Can you render every line of the data below as a Markdown table with columns Row and Text, numbering each row and omitting blank lines? Leave the pictures out of your answer.

────────────────────────────────────────

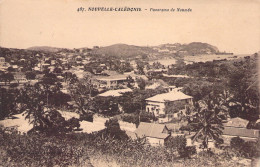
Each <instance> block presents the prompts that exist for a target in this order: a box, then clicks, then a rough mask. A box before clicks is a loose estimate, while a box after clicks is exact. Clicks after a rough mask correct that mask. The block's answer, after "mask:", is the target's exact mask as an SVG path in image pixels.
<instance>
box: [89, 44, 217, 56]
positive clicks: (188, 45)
mask: <svg viewBox="0 0 260 167" xmlns="http://www.w3.org/2000/svg"><path fill="white" fill-rule="evenodd" d="M218 52H219V50H218V48H217V47H215V46H212V45H210V44H207V43H201V42H192V43H189V44H180V43H175V44H162V45H159V46H147V47H144V46H135V45H127V44H115V45H111V46H106V47H101V48H96V49H94V50H93V53H95V54H103V55H110V56H116V57H121V58H133V57H138V56H147V57H150V58H151V57H158V56H171V57H172V56H176V55H196V54H215V53H218Z"/></svg>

────────────────────────────────────────

*Answer box*:
| Row | Text |
|---|---|
| 1 | Each <instance> block presents the prompts that exist for a target in this order: a box, then clicks, then a rough mask. A box before clicks is a loose estimate, while a box after clicks is exact. Clicks after a rough mask correct that mask. The block's answer, after "mask:", is the target's exact mask as an SVG path in image pixels. |
| 2 | <instance> |
| 3 | box: [89, 44, 217, 56] |
| 4 | positive clicks: (188, 45) |
| 5 | mask: <svg viewBox="0 0 260 167" xmlns="http://www.w3.org/2000/svg"><path fill="white" fill-rule="evenodd" d="M218 52H219V50H218V48H217V47H215V46H212V45H210V44H207V43H201V42H192V43H189V44H180V43H175V44H162V45H159V46H147V47H144V46H135V45H127V44H115V45H111V46H106V47H101V48H96V49H94V50H93V53H95V54H103V55H110V56H116V57H121V58H133V57H138V56H147V57H150V58H151V57H158V56H171V57H172V56H176V55H196V54H215V53H218Z"/></svg> |